(Point annotations on photos)
_ _ _ _ _ _ _
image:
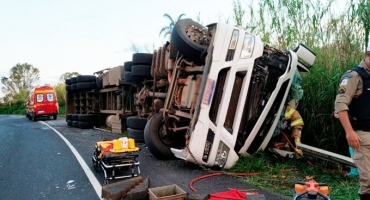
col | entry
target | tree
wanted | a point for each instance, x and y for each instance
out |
(168, 29)
(21, 76)
(68, 75)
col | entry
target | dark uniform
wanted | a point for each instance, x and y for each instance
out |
(350, 88)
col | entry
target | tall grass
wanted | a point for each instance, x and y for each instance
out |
(279, 175)
(338, 40)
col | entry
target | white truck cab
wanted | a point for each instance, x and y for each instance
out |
(227, 90)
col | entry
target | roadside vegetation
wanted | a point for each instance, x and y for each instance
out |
(336, 30)
(279, 175)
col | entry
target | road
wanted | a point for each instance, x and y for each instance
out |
(49, 160)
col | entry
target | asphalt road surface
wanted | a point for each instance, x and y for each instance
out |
(49, 160)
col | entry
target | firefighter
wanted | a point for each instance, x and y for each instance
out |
(294, 127)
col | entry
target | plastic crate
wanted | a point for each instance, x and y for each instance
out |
(169, 192)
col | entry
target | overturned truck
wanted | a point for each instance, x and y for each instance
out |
(208, 96)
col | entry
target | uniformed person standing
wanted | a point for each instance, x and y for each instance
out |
(352, 107)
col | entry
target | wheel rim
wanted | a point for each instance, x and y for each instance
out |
(196, 34)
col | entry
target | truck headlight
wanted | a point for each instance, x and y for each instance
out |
(222, 154)
(248, 46)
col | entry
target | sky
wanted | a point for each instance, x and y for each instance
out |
(86, 36)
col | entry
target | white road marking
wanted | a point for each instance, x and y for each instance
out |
(94, 182)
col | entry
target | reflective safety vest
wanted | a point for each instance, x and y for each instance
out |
(294, 116)
(359, 109)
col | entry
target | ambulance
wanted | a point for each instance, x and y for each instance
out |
(42, 102)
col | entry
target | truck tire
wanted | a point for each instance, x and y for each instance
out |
(130, 78)
(86, 78)
(86, 117)
(75, 124)
(86, 125)
(153, 140)
(127, 66)
(141, 70)
(136, 134)
(136, 122)
(187, 38)
(142, 58)
(86, 85)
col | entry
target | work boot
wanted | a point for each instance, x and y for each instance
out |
(364, 196)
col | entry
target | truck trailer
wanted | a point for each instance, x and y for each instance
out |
(209, 95)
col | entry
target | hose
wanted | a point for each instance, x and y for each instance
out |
(219, 174)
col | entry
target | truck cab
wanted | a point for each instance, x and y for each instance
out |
(42, 102)
(227, 91)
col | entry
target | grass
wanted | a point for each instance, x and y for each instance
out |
(278, 175)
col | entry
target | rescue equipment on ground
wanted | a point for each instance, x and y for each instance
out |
(117, 158)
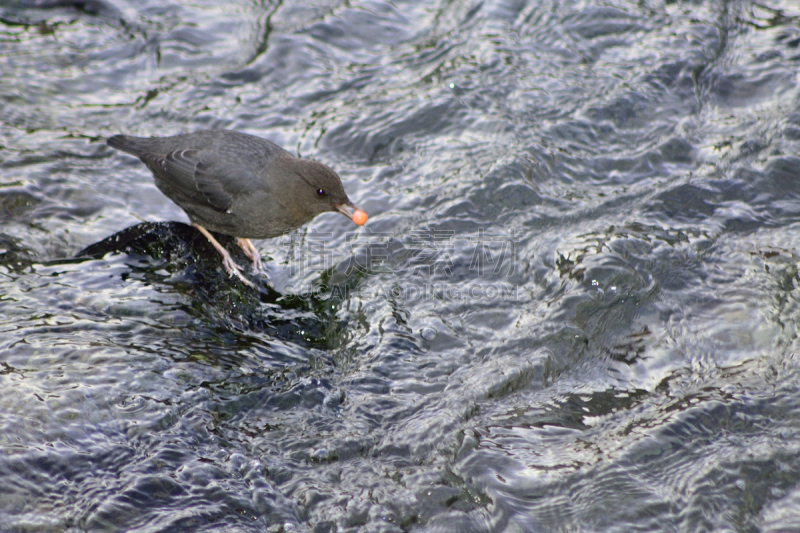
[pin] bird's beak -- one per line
(352, 212)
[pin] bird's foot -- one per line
(251, 252)
(234, 270)
(230, 265)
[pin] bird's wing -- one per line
(217, 182)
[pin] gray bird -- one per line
(240, 185)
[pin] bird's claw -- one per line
(234, 270)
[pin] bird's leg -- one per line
(251, 252)
(227, 261)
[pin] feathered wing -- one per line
(215, 183)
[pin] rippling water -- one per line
(574, 308)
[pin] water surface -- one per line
(574, 307)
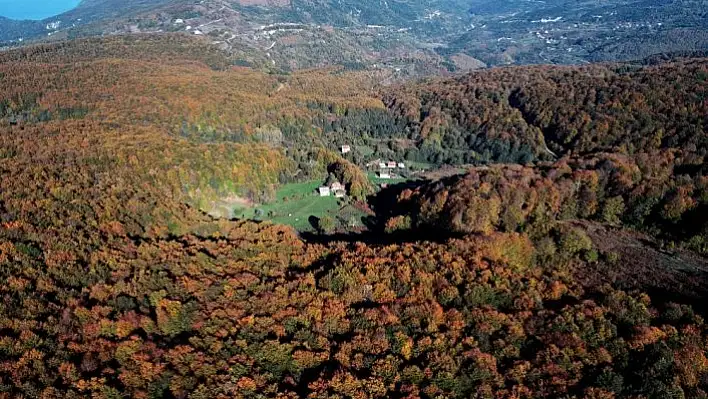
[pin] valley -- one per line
(259, 199)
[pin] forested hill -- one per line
(115, 283)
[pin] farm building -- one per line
(325, 191)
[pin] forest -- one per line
(567, 261)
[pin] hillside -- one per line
(530, 275)
(406, 39)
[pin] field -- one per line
(294, 205)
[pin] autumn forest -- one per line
(554, 247)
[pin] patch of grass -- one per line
(294, 205)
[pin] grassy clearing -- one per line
(294, 205)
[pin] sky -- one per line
(35, 9)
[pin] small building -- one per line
(337, 186)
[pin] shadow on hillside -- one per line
(386, 204)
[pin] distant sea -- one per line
(35, 9)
_ _ _ _ _ _ _
=== WHAT TO PRODUCE ===
Give back every line of the items above word for word. Omit the pictures.

=== EXERCISE SOLUTION ===
image:
col | entry
target | tree
wanted | a point for each instance, x and y for each instance
out |
(168, 29)
(21, 76)
(68, 75)
col | entry
target | dark uniform
wanted | a point for each instance, x and y for each instance
out |
(350, 88)
col | entry
target | tall grass
wanted | a point for each instance, x and y for each instance
out |
(279, 175)
(338, 40)
col | entry
target | white truck cab
wanted | a point for each instance, x and y for each instance
out |
(227, 90)
col | entry
target | roadside vegetation
wanted | a point for each instance, x and y for each instance
out |
(336, 30)
(279, 175)
col | entry
target | road
wanted | a point for each instance, x and y for each instance
out |
(49, 160)
col | entry
target | asphalt road surface
wanted | a point for each instance, x and y for each instance
out |
(49, 160)
col | entry
target | firefighter
wanted | a point for each instance, x and y for each instance
out |
(294, 127)
col | entry
target | plastic crate
wanted | a point for each instance, x and y for each instance
out |
(169, 192)
col | entry
target | overturned truck
wanted | a point for each instance, x and y for each instance
out |
(208, 96)
col | entry
target | uniformed person standing
wanted | a point for each instance, x and y for each instance
out |
(352, 107)
col | entry
target | wheel rim
wanted | a point for each instance, x and y for each instance
out |
(196, 34)
col | entry
target | truck headlight
wanted | a point for each instance, x and y for each instance
out |
(222, 154)
(248, 46)
col | entry
target | sky
wanted | a point for each instance, x and y for each instance
out |
(86, 36)
col | entry
target | white road marking
wanted | a point for each instance, x and y for each instance
out |
(94, 182)
col | entry
target | reflective safety vest
wanted | a point for each instance, x and y for each instance
out |
(294, 116)
(359, 109)
col | entry
target | ambulance
wanted | a point for each instance, x and y for each instance
out |
(42, 102)
col | entry
target | truck tire
wanted | a point for each instance, x and y for each instance
out |
(130, 78)
(86, 78)
(86, 117)
(75, 124)
(86, 125)
(153, 140)
(127, 66)
(141, 70)
(136, 134)
(136, 122)
(187, 38)
(142, 58)
(86, 85)
col | entry
target | work boot
wanted | a point for each instance, x and y for each instance
out |
(364, 196)
col | entry
target | truck trailer
wanted | a point for each instance, x and y for each instance
out |
(209, 95)
col | entry
target | hose
wanted | a point for each instance, x and y for each instance
out |
(219, 174)
col | entry
target | truck cab
wanted | a point for each instance, x and y for each instance
out |
(42, 102)
(227, 91)
col | entry
target | grass
wanted | a point for each instance, x and y for each instance
out |
(278, 175)
col | entry
target | rescue equipment on ground
wanted | a point for each instance, x and y for each instance
out |
(117, 158)
[pin] bird's beak -- one per line
(352, 212)
[pin] bird's foot -- one per line
(251, 252)
(234, 270)
(230, 265)
[pin] bird's wing -- one per line
(217, 182)
[pin] gray bird -- one per line
(240, 185)
[pin] bird's claw -- one per line
(234, 270)
[pin] bird's leg -- one per line
(251, 252)
(227, 261)
[pin] feathered wing -- one per line
(215, 183)
[pin] rippling water -- one per line
(574, 308)
[pin] water surface -- one per line
(574, 307)
[pin] valley -- one per line
(259, 199)
[pin] forested hill -- one per line
(115, 283)
[pin] farm building -- one per line
(325, 191)
[pin] forest -- one per line
(567, 261)
[pin] hillside -- one per line
(530, 275)
(406, 39)
[pin] field -- one per line
(294, 205)
[pin] autumn forest -- one per line
(554, 247)
[pin] patch of grass -- one per line
(294, 205)
[pin] grassy clearing -- one per line
(294, 205)
[pin] sky -- one per line
(35, 9)
[pin] small building -- one per line
(337, 186)
[pin] shadow on hillside -- one per line
(386, 204)
[pin] distant sea -- one per line
(35, 9)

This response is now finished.